## Task to complete
Write out the lines below again, swapping "photograph" for "picture" everywhere and changing nothing else. Leave the pictures out of your answer.

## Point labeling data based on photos
----------------

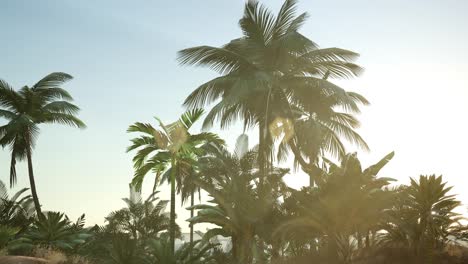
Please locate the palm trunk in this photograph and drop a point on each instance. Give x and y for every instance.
(173, 224)
(32, 182)
(192, 203)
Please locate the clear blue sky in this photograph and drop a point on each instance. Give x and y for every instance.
(122, 55)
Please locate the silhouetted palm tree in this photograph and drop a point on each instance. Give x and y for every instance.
(43, 103)
(142, 219)
(170, 148)
(267, 71)
(240, 207)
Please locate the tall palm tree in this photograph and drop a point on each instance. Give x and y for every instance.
(240, 207)
(170, 148)
(268, 72)
(142, 219)
(44, 103)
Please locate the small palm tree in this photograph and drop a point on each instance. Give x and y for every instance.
(44, 103)
(15, 211)
(56, 230)
(346, 204)
(240, 207)
(171, 148)
(270, 71)
(197, 252)
(142, 219)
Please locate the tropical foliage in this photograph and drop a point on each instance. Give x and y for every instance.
(272, 79)
(45, 102)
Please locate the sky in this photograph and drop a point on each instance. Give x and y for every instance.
(122, 55)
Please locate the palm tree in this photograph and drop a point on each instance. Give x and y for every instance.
(170, 148)
(43, 103)
(346, 203)
(15, 211)
(423, 216)
(197, 252)
(142, 219)
(240, 207)
(268, 72)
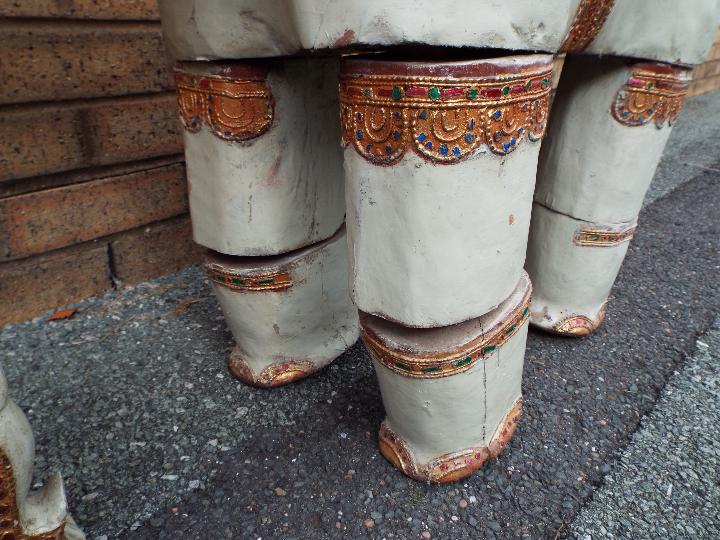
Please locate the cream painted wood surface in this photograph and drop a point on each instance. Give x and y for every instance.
(282, 190)
(436, 416)
(313, 320)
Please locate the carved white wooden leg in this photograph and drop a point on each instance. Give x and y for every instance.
(266, 194)
(291, 314)
(609, 125)
(41, 515)
(440, 162)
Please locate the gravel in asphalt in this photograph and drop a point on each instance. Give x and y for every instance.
(666, 483)
(131, 401)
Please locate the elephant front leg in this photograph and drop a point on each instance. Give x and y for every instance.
(440, 162)
(610, 123)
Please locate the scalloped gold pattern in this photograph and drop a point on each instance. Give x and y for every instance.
(235, 110)
(442, 119)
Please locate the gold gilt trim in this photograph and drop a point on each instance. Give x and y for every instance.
(602, 237)
(271, 376)
(235, 110)
(589, 19)
(9, 516)
(442, 119)
(448, 467)
(236, 281)
(580, 325)
(650, 96)
(434, 366)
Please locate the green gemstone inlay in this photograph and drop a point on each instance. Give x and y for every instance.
(463, 362)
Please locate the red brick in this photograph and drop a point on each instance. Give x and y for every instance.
(45, 220)
(37, 140)
(31, 286)
(159, 248)
(45, 61)
(82, 9)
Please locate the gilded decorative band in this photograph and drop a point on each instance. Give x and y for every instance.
(443, 119)
(453, 466)
(654, 92)
(243, 282)
(589, 20)
(10, 528)
(271, 376)
(445, 364)
(604, 237)
(235, 110)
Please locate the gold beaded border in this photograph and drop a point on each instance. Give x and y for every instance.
(444, 365)
(239, 282)
(601, 237)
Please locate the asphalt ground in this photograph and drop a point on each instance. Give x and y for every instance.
(131, 401)
(665, 484)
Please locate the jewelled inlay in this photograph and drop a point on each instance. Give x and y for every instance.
(435, 366)
(235, 110)
(650, 96)
(589, 20)
(274, 281)
(604, 237)
(9, 515)
(442, 119)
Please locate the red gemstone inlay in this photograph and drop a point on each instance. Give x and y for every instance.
(452, 92)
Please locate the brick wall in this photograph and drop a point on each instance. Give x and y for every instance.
(92, 181)
(706, 77)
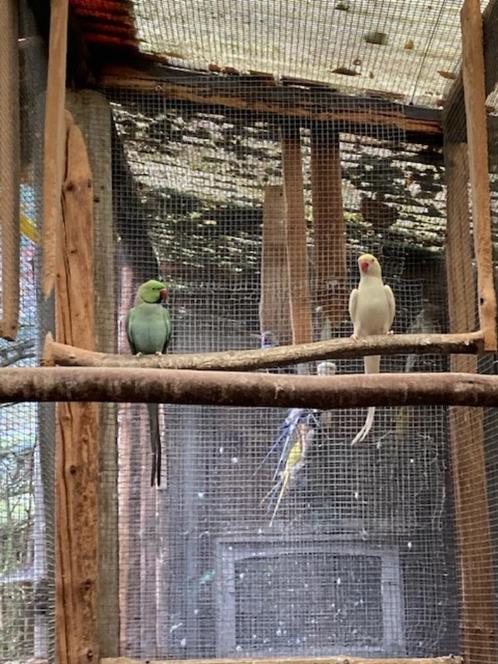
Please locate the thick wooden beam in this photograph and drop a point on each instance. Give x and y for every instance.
(468, 344)
(331, 289)
(9, 170)
(299, 101)
(477, 138)
(454, 109)
(297, 252)
(472, 523)
(92, 114)
(54, 141)
(215, 388)
(274, 312)
(77, 424)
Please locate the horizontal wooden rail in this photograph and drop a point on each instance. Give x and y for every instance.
(450, 659)
(421, 344)
(216, 388)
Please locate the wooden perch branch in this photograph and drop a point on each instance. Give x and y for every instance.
(215, 388)
(420, 344)
(450, 659)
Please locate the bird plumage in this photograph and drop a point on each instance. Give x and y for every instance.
(372, 308)
(148, 328)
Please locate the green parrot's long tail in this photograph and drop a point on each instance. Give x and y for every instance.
(155, 443)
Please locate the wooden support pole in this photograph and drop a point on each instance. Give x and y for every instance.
(455, 129)
(328, 220)
(477, 138)
(274, 312)
(9, 170)
(215, 388)
(54, 141)
(477, 610)
(297, 254)
(469, 344)
(92, 114)
(77, 424)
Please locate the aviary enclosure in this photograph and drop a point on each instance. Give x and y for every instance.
(247, 153)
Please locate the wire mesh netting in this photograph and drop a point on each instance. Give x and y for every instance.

----------------

## Solution to this task
Please locate the palm trunk in this picture and drop a point on each instance. Give x and y for every instance.
(173, 224)
(32, 182)
(192, 203)
Please locate the clear blue sky in this picture and drop a point on each instance. Give x and y for every instance.
(122, 55)
Please locate the silhouetted palm tree in this picture and drop a point on each instance. Give x and y for every instance.
(43, 103)
(142, 219)
(170, 148)
(267, 71)
(240, 207)
Please locate the tall palm tree in this picture and drop a point on each instance. Give x and y for every instance.
(240, 207)
(170, 148)
(268, 72)
(142, 219)
(44, 103)
Please locate the small palm tree in this picture and drop a point on each instance. Give x and y for every instance.
(44, 103)
(15, 211)
(56, 230)
(346, 204)
(240, 207)
(171, 148)
(270, 71)
(197, 252)
(142, 219)
Please locate the tropical foliage in this picture and drop a point on each instance. Give x and y for every instance.
(272, 79)
(45, 102)
Please locate the sky in this picture and drop a point on each instance. Give x and y for every instance.
(122, 55)
Please locate the palm tree in this picture and drop a point on each instance. Give x and y for every instance.
(170, 148)
(43, 103)
(346, 203)
(15, 211)
(423, 216)
(197, 252)
(142, 219)
(240, 207)
(268, 72)
Please locate the cream painted wood surface in this picture and drop a point on each instance. Give x and y for every instance.
(282, 190)
(436, 416)
(313, 320)
Please locate the carved white wooden leg in this picture and drop a point on each instance. Give x and y for every instance.
(266, 194)
(291, 314)
(609, 125)
(41, 515)
(440, 162)
Please locate the gravel in asphalt in this picture and drop a point on each instance. Give x and y for every instance.
(666, 483)
(131, 401)
Please locate the elephant front leg in this picture and drop a point on each instance. Give x and y for every instance.
(440, 162)
(610, 123)
Please locate the scalloped gold pattern in this picture and drop a point on each instance. Give x and y for every instance.
(235, 110)
(442, 119)
Please locate the gold gilt trim in this picture and drop a point on each instance. Give x and y for every instance.
(602, 237)
(271, 376)
(235, 110)
(589, 19)
(9, 516)
(442, 119)
(448, 467)
(236, 281)
(580, 325)
(650, 96)
(434, 366)
Please locate the green gemstone inlay in this picture and drop a point on each instance. Give x and y for every instance.
(463, 362)
Please locate the red brick in this picture and drop a point on each instance. Give x and y for every instance.
(45, 220)
(37, 140)
(31, 286)
(159, 248)
(45, 61)
(82, 9)
Please locate the gilded decorative band in this picture and drop a point on each instance. Give x and y for every instance.
(443, 119)
(453, 466)
(654, 92)
(243, 282)
(589, 20)
(10, 528)
(271, 376)
(445, 364)
(604, 237)
(235, 110)
Please locate the gold beaded border in this picture and drop a point on each instance. Give x and y for every instance.
(444, 365)
(239, 282)
(601, 237)
Please locate the asphalt ground in this picture and drop a point on each instance. Give x and y for every instance.
(131, 401)
(665, 484)
Please locate the jewelled inlay in this picture and drop a point on each instance. Give x and y for every instance.
(435, 366)
(235, 110)
(650, 96)
(589, 20)
(274, 281)
(604, 237)
(9, 515)
(442, 119)
Please locate the red gemstone inlay in this picture and drop a point on each instance. Give x and y for every instance.
(452, 92)
Please locate the brick wall in this picture and drop a point on each instance. Give x and y for every instance.
(92, 181)
(706, 77)
Please locate the thick wooden beam in this picture and drop a point on each instance. Give x and y for every instance.
(468, 344)
(331, 289)
(9, 170)
(299, 101)
(477, 138)
(454, 109)
(297, 252)
(472, 523)
(92, 114)
(54, 141)
(215, 388)
(274, 312)
(77, 424)
Please locate the horizontal wooden rail in this picture and drop a point on each instance. Give x and y for every instance.
(450, 659)
(421, 344)
(216, 388)
Please locate the wooden perch branch in this picture and drop a point on each instance. Give x and y for every instance.
(215, 388)
(420, 344)
(450, 659)
Please locate the bird plumage in this picture and drop a point on each instance. Give x and y for every instance.
(372, 308)
(148, 328)
Please locate the green parrot's long tail in this picture and drop a point on each instance. Give x and y for every instance.
(155, 443)
Please locate the wooden support pole in this picture and drop a point on each instance. Give x and y for every instance.
(455, 129)
(328, 220)
(477, 138)
(274, 312)
(9, 170)
(215, 388)
(54, 141)
(477, 610)
(297, 254)
(469, 344)
(92, 114)
(77, 424)
Please locate the aviary enclosure in this picture and drop a point on each instance. Give x and y for every instance.
(247, 153)
Please locate the wire mesh netting in this picture and drop a point on each instance. Give x and y for every instance.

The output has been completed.